*GIVEN TASK*:
Rewrite the data below, replacing every occurrence of "silver suv" with "gray van" and keeping everything else the same. Leave out the pictures.

*Dataset items*:
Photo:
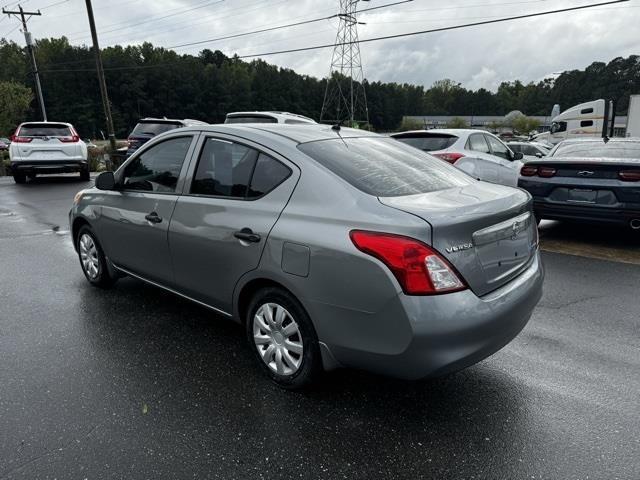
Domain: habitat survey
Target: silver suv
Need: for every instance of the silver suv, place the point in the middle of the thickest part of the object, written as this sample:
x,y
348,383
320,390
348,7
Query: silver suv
x,y
333,247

*CORRECT OUTPUT*:
Photo:
Domain: habitat survey
Target: gray van
Need: for every instance of the gray van, place the point in the middle of the thickest part of the object, written as this sample:
x,y
348,383
320,390
348,7
Query: gray van
x,y
333,247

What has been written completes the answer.